### SECCIÓN DE TEXTO:
Quiero expresar en primer término mi alegría por asistir a esta Feria de
tanto prestigio donde tengo el doble honor de pertenecer al país invitado y de
usar la palabra en su ceremonia de apertura. Me congratulo también por la
presencia de tan altas personalidades de la política, lo que señala, por otra
parte, la especial atención concedida a esta Feria que entre las ferias del
mundo ocupa un lugar de primacía.
La posibilidad de un discurso de apertura me abría inicialmente muchos
caminos, entre ellos los referidos específicamente al libro, a los problemas de
difusión y mercado, a las nuevas formas digitales que implican una manera
distinta de escribir y leer, a la falta de una legislación exhaustiva en este
campo.
Podría referirme a nuestra cultura aluvional y mestiza, cultura de
apropiación que generó, después del casi exterminio de las culturas
originarias, un producto autónomo cuya apreciación, en los países europeos,
aún suele estar teñida de cierto prejuicio folklórico.
O bien detenerme en el impacto que la literatura de lengua alemana
provocó en los escritores de mi generación que leímos muy tempranamente a
Thomas Mann publicado por editores argentinos. Podría mencionar a Herman
Hesse, cuya lectura devoraron los jóvenes de la época, y la traducción de los
poetas, desde Holderlin a Trakl. Vínculos que siguieron con Heinrich Böll,
Günther Grass, Christa Wolf, Peter Handke, pero que después no tuvieron la
misma continuidad, sobre todo referida a escritores igualmente valiosos pero
de menor renombre. Y en relación a los autores argentinos fueron pocos los
traducidos a la lengua alemana, por lo que es una gran reparación el
Programa Sur de traducciones para nuestra presencia en esta Feria.
Sin embargo, por preocupación personal y porque, en líneas generales,
me parecen abarcativas en aspectos que nos conciernen, me gustaría
detenerme en otras consideraciones más próximas a la literatura en su
relación con la política y el poder.
Durante la dictadura militar, los escritores argentinos pagaron a costo
de la vida y del exilio su empeño en el compromiso social, imbricado, de más
está decirlo, con distintas formas de considerar la propia literatura.
Como todas las sociedades en épocas de riesgo, hemos tenido escritores
para avergonzarnos pero muchos más para experimentar orgullo. Orgullo como
lo han tenido en este país que nos hospeda por la actitud frente al nazismo de
Thomas y Heinrich Mann, Heinrich Böll, Werfel, Adorno, Hannah Arendt...

### LISTADO PROPORCIONADO:
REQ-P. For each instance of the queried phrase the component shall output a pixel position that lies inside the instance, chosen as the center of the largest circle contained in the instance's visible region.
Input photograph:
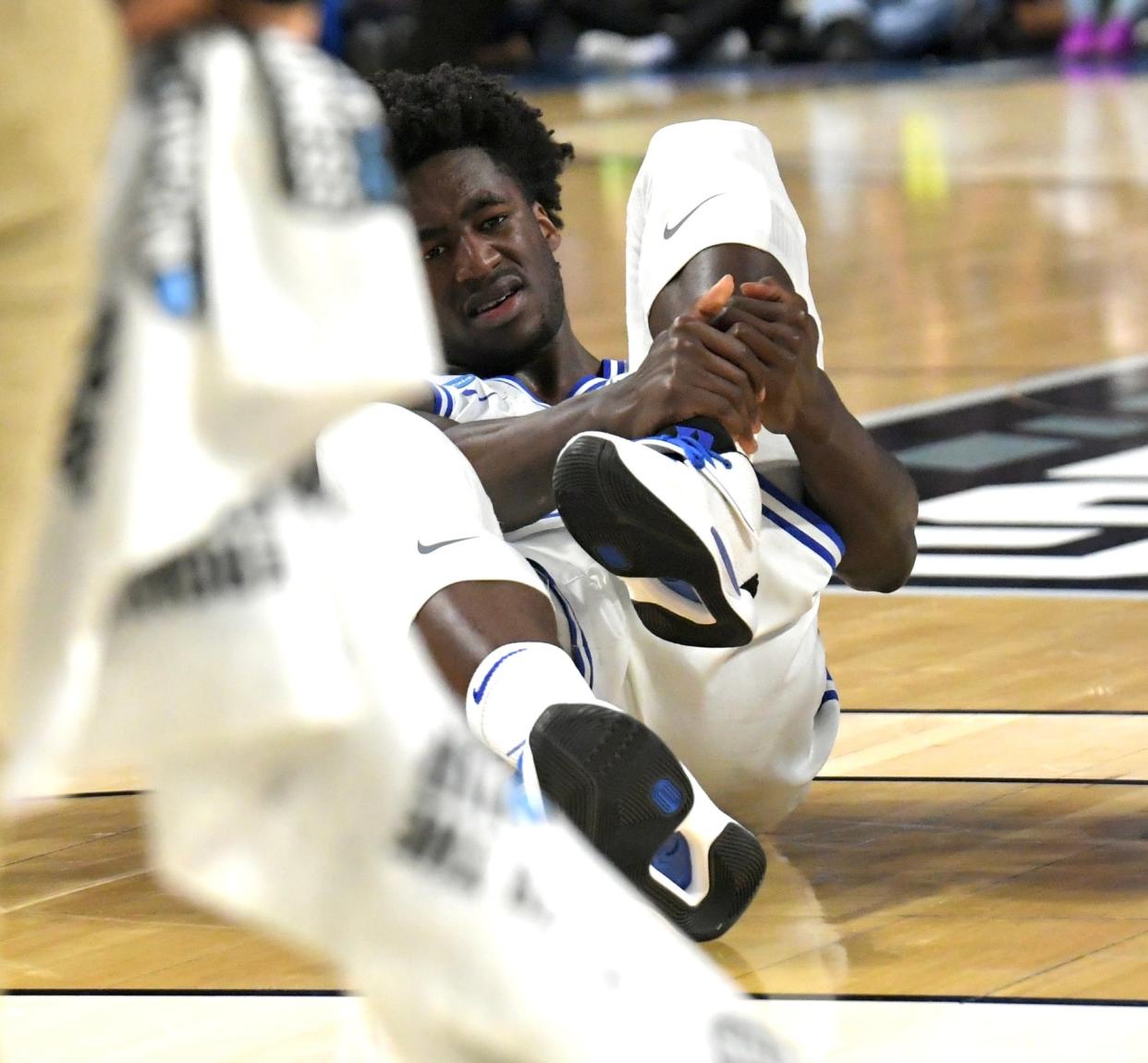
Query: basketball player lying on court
(678, 517)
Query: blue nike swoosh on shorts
(482, 689)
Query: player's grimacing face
(489, 261)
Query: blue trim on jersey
(583, 383)
(801, 537)
(814, 519)
(580, 646)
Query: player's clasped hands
(775, 325)
(696, 370)
(745, 359)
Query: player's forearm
(515, 457)
(863, 492)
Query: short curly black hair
(459, 107)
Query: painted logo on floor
(1039, 487)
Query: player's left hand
(775, 324)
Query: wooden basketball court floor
(971, 874)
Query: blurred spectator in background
(417, 34)
(852, 30)
(1092, 32)
(648, 34)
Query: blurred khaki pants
(61, 65)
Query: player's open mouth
(498, 304)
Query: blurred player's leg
(54, 133)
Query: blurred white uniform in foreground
(205, 612)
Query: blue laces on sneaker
(697, 446)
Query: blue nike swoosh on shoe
(482, 689)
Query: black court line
(982, 778)
(1020, 779)
(91, 793)
(996, 712)
(945, 999)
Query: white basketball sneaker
(627, 792)
(677, 520)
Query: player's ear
(549, 230)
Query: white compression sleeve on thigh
(515, 686)
(702, 184)
(422, 504)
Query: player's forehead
(452, 185)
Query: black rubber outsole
(737, 867)
(603, 506)
(615, 779)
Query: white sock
(515, 686)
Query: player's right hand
(692, 370)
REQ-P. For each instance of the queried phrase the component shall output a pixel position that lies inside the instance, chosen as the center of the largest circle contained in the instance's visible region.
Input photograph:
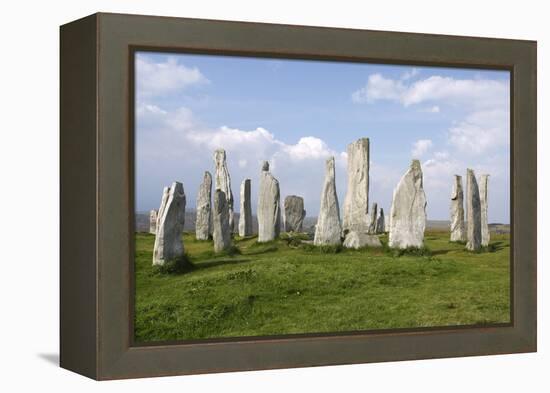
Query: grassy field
(274, 288)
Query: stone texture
(473, 209)
(483, 194)
(269, 206)
(458, 231)
(223, 181)
(358, 240)
(328, 229)
(171, 217)
(408, 210)
(153, 214)
(356, 202)
(203, 218)
(294, 213)
(220, 222)
(245, 216)
(380, 223)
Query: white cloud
(154, 79)
(420, 147)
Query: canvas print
(279, 196)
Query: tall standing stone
(294, 213)
(473, 209)
(380, 224)
(269, 206)
(458, 231)
(245, 215)
(483, 194)
(356, 202)
(171, 217)
(223, 181)
(153, 214)
(220, 221)
(408, 210)
(328, 229)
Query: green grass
(280, 288)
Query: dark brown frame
(97, 195)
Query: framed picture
(242, 196)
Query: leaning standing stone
(171, 217)
(294, 213)
(153, 221)
(204, 208)
(245, 216)
(473, 208)
(269, 206)
(408, 210)
(356, 203)
(223, 181)
(220, 219)
(328, 229)
(483, 194)
(458, 232)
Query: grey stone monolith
(203, 219)
(221, 233)
(458, 231)
(153, 214)
(483, 194)
(269, 206)
(328, 229)
(171, 218)
(473, 211)
(356, 202)
(294, 213)
(408, 210)
(245, 215)
(223, 181)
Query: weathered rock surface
(223, 181)
(458, 230)
(380, 223)
(408, 210)
(483, 198)
(204, 208)
(356, 202)
(245, 214)
(269, 206)
(171, 217)
(358, 240)
(473, 209)
(294, 213)
(220, 222)
(153, 214)
(328, 229)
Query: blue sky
(296, 113)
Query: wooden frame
(97, 201)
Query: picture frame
(97, 211)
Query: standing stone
(171, 217)
(373, 215)
(473, 209)
(204, 208)
(245, 216)
(294, 213)
(458, 232)
(408, 210)
(223, 181)
(328, 229)
(356, 203)
(269, 206)
(483, 194)
(220, 221)
(153, 221)
(380, 224)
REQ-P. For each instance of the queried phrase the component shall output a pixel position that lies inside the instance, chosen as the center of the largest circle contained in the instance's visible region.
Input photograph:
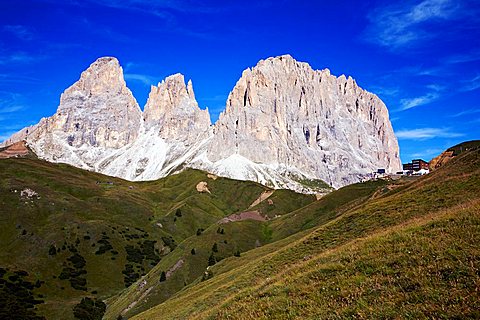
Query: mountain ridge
(284, 124)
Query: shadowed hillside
(409, 251)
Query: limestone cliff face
(284, 112)
(285, 125)
(97, 113)
(172, 109)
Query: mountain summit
(285, 125)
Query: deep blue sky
(422, 58)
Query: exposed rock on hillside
(300, 122)
(285, 126)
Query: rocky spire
(173, 111)
(97, 112)
(284, 112)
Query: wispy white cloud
(143, 78)
(400, 25)
(4, 135)
(465, 113)
(471, 85)
(434, 94)
(20, 57)
(428, 153)
(465, 57)
(11, 109)
(15, 78)
(21, 32)
(427, 133)
(418, 101)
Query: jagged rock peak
(283, 112)
(172, 108)
(98, 113)
(105, 75)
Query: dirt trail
(247, 215)
(263, 196)
(18, 149)
(176, 266)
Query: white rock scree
(285, 125)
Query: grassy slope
(411, 252)
(77, 208)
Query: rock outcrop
(172, 109)
(285, 125)
(298, 121)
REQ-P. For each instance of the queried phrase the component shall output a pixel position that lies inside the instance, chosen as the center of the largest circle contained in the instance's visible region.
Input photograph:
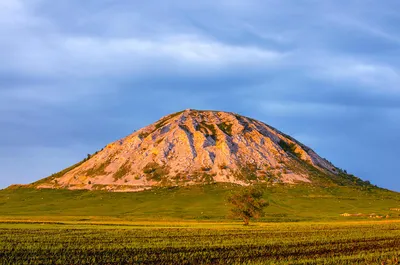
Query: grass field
(365, 242)
(189, 225)
(202, 202)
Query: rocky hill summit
(194, 146)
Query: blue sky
(76, 75)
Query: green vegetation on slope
(304, 243)
(198, 202)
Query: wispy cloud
(314, 69)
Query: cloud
(83, 73)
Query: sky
(76, 75)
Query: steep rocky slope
(198, 147)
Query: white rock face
(191, 147)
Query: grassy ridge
(283, 243)
(200, 202)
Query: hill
(192, 147)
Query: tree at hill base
(247, 203)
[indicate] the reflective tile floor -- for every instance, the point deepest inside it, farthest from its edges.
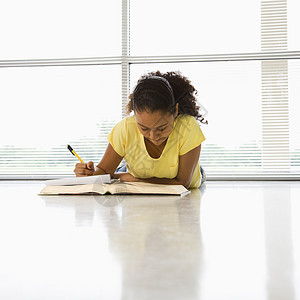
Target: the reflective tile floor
(229, 240)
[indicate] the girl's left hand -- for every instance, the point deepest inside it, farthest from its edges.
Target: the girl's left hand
(127, 177)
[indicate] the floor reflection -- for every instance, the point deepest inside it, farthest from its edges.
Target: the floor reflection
(279, 246)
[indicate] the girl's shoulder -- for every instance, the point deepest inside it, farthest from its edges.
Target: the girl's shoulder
(184, 121)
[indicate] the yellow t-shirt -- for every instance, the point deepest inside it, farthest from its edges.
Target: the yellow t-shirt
(128, 142)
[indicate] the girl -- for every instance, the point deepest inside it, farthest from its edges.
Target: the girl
(161, 142)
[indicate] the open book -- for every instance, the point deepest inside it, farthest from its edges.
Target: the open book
(82, 185)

### TAREA 1:
¿Puedes reescribir el pasaje del discurso que empieza en "Como todas las" y termina en "Adorno, Hannah Arendt...", renombrando "escritores" como "autores"?
### TAREA 2:
¿Puedes convertir en una lista breve el párrafo del discurso que comienza con "La posibilidad de un discurso de apertura", conservando sus datos principales?
El listado no tiene ninguna relación con el discurso.

### RESPUESTA ESCRITA 1:
Como todas las sociedades en épocas de riesgo, hemos tenido autores
para avergonzarnos pero muchos más para experimentar orgullo. Orgullo como
lo han tenido en este país que nos hospeda por la actitud frente al nazismo de
Thomas y Heinrich Mann, Heinrich Böll, Werfel, Adorno, Hannah Arendt...

### RESPUESTA ESCRITA 2:
- Un discurso de apertura abría al principio muchos caminos posibles.
- Uno de ellos eran los temas referidos específicamente al libro.
- Otro eran los problemas de difusión y mercado.
- Otro eran las nuevas formas digitales, que implican una manera distinta de escribir y leer.
- Otro era la falta de una legislación exhaustiva en este campo.